PAGE EXTRACT:
:::::

State v. Glunt
2014 Ohio 3533
Ohio Ct. App.2014Background
- Ms. Glunt took a knife from a man during a bar fight involving her boyfriend, Robinson.
- The knife was then placed on the bar area and later moved; Glunt retrieved it and put it in her coat pocket.
- Police later questioned Glunt about the knife and she handed it over when asked.
- Glunt was charged with tampering with evidence under R.C. 2921.12(A)(1) and convicted by a jury.
- Appellate review addressed sufficiency of the evidence, manifest weight, Rule 29 motions, and prosecutorial misconduct.

:::::

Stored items
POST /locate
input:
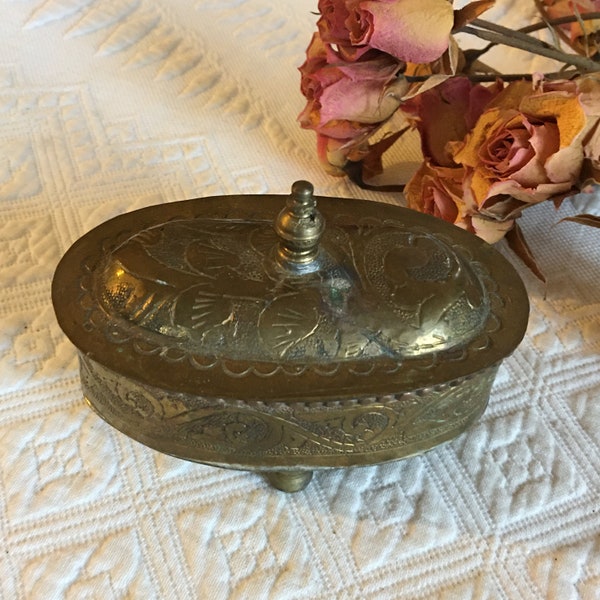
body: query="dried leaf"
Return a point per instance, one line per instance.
(469, 12)
(584, 219)
(519, 246)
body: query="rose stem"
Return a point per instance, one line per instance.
(524, 42)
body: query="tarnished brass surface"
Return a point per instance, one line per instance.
(231, 332)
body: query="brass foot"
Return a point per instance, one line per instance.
(289, 481)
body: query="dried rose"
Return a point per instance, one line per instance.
(396, 27)
(447, 113)
(346, 101)
(527, 144)
(440, 192)
(581, 35)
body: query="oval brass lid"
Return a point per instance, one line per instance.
(234, 297)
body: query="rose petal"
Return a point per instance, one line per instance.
(400, 29)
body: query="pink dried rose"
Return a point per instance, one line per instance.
(346, 101)
(409, 30)
(528, 145)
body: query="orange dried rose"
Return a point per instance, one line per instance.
(528, 144)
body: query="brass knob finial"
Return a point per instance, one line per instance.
(299, 227)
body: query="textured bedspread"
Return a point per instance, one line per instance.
(107, 106)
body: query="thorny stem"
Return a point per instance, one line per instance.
(502, 35)
(486, 77)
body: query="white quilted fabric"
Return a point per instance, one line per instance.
(111, 105)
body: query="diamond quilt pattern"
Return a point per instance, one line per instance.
(111, 106)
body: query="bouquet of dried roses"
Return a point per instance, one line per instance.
(493, 144)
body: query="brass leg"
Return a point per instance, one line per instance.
(289, 481)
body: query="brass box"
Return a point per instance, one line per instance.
(231, 332)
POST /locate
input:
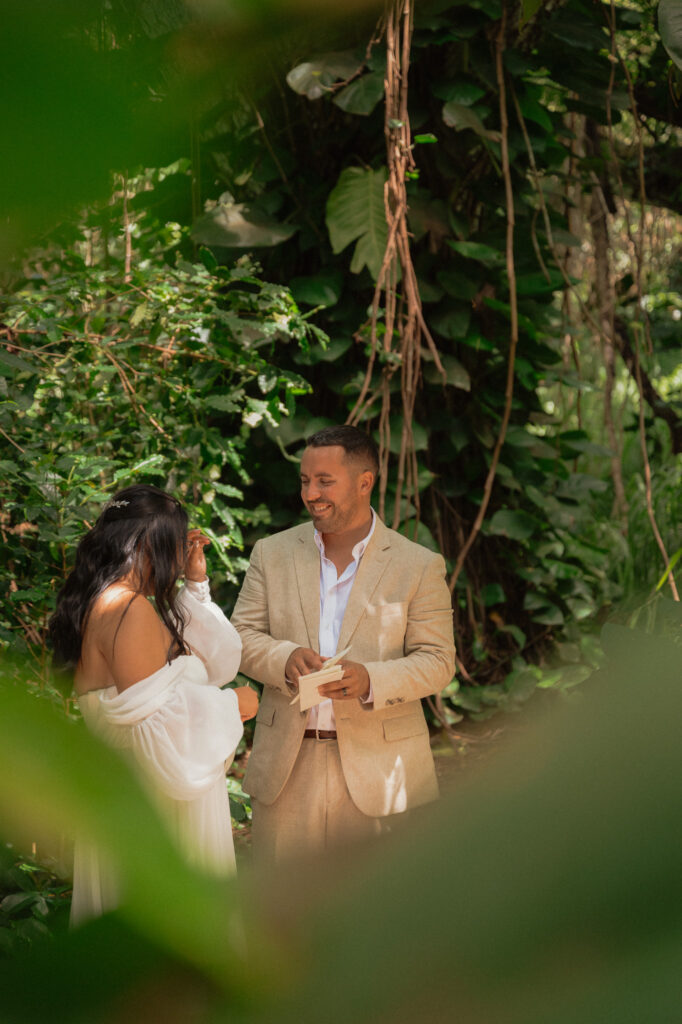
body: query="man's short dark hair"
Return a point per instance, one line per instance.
(357, 445)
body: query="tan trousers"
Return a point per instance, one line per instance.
(313, 811)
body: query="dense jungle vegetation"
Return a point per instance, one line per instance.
(458, 224)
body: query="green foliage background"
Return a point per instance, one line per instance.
(195, 224)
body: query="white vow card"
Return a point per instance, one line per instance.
(307, 685)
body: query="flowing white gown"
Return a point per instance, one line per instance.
(182, 731)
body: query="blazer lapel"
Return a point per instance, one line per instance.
(370, 571)
(306, 561)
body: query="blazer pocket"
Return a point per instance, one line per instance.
(401, 728)
(265, 716)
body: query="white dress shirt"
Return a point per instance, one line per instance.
(334, 594)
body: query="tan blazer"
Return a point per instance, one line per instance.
(399, 623)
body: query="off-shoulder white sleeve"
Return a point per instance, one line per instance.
(181, 731)
(209, 633)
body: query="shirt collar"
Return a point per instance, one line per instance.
(358, 549)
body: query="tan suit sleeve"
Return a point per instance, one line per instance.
(263, 658)
(429, 645)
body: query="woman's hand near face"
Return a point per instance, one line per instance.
(248, 701)
(195, 562)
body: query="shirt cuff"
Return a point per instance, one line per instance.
(200, 590)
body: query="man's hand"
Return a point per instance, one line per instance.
(300, 663)
(248, 701)
(195, 562)
(354, 684)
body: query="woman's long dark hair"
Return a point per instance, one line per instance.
(140, 528)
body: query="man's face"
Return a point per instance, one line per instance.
(334, 491)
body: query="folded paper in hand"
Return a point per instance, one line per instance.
(307, 685)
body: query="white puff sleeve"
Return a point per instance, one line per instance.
(209, 633)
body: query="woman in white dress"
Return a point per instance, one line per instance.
(148, 676)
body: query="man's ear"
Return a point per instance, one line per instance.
(367, 481)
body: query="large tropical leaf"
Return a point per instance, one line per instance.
(235, 225)
(314, 78)
(355, 213)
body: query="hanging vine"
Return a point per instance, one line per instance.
(396, 307)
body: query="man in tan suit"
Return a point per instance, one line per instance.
(334, 772)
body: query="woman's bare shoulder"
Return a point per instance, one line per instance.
(129, 634)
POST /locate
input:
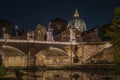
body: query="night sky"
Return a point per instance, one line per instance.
(28, 13)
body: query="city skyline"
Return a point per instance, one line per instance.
(27, 14)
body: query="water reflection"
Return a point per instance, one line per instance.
(69, 75)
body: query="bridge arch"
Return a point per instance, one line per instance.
(52, 56)
(11, 56)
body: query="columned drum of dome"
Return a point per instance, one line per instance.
(77, 22)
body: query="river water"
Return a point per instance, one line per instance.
(70, 75)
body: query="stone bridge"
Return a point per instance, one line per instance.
(83, 50)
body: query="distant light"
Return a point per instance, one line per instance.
(16, 27)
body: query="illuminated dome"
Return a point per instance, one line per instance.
(77, 22)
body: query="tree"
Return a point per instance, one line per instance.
(114, 33)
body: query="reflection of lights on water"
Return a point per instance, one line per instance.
(16, 27)
(51, 47)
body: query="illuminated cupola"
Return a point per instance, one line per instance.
(76, 14)
(77, 22)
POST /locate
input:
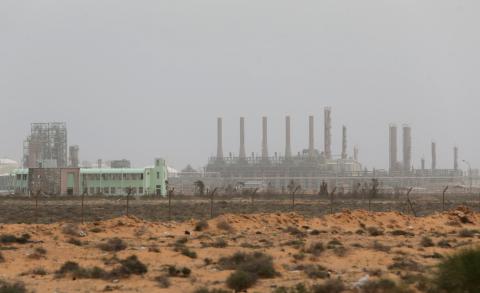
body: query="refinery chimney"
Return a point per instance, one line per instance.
(455, 158)
(311, 138)
(328, 133)
(288, 146)
(407, 148)
(242, 155)
(219, 139)
(344, 142)
(393, 147)
(264, 139)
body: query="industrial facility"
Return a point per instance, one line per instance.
(311, 168)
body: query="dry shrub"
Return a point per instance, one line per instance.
(113, 244)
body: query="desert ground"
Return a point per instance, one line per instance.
(183, 256)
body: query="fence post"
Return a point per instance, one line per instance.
(211, 202)
(331, 199)
(409, 202)
(443, 198)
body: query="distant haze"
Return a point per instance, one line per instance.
(141, 79)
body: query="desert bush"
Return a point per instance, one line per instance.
(374, 231)
(214, 290)
(163, 281)
(75, 241)
(444, 243)
(38, 252)
(224, 225)
(256, 263)
(316, 271)
(330, 286)
(183, 272)
(426, 242)
(132, 266)
(201, 225)
(315, 248)
(220, 243)
(9, 238)
(384, 286)
(189, 253)
(401, 263)
(72, 230)
(17, 287)
(459, 273)
(241, 280)
(466, 233)
(402, 233)
(381, 247)
(294, 231)
(113, 244)
(334, 243)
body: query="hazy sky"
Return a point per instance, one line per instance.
(145, 79)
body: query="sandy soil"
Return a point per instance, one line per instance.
(284, 236)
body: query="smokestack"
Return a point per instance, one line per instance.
(288, 147)
(344, 142)
(407, 148)
(242, 154)
(393, 147)
(434, 156)
(455, 158)
(311, 138)
(264, 139)
(328, 134)
(219, 139)
(74, 161)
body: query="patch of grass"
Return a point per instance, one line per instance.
(9, 239)
(113, 244)
(163, 281)
(201, 226)
(17, 287)
(241, 280)
(315, 248)
(426, 242)
(459, 273)
(375, 231)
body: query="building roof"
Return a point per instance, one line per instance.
(112, 170)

:::::

LIST OF TASKS:
A. In the case summary, under which statute was Glunt charged with tampering with evidence?
B. Extend the State v. Glunt case summary beyond its final line.
The records have no connection to the text.

ANSWERS PER TASK:
A. R.C. 2921.12(A)(1)

B.
Issues
| Issue | Plaintiff's Argument | Defendant's Argument | Held |
|---|---|---|---|
| Sufficiency of the evidence | Glunt asserts the State failed to prove impairment or intent to impair | Glunt contends no direct or circumstantial proof of impairing the knife | Sufficient evidence supported the conviction |
| Manifest weight of the evidence | Conviction against weight given the lack of proven intent | Video and testimony did not clearly show impairing intent | Conviction not against the manifest weight; supported by the record |
| Crim.R. 29 motions for acquittal | State failed to prove impairment/intent beyond reasonable doubt | Evidence insufficient to sustain a verdict | Crim.R.29 motions denied; evidence deemed sufficient |
| Prosecutorial misconduct in closing | Repeated misconduct denied fair trial | No plain error shown; arguments not reversible | Assignments of error waived; no plain error found |
Key Cases Cited
- State v. Thompkins, 78 Ohio St.3d 380 (1997) (sufficiency standard; de novo review of evidence)
- State v. Jenks, 61 Ohio St.3d 259 (1991) (test for sufficiency; circumstantial evidence permitted)
- State v. Straley, 139 Ohio St.3d 339 (2014) (three elements of tampering with evidence)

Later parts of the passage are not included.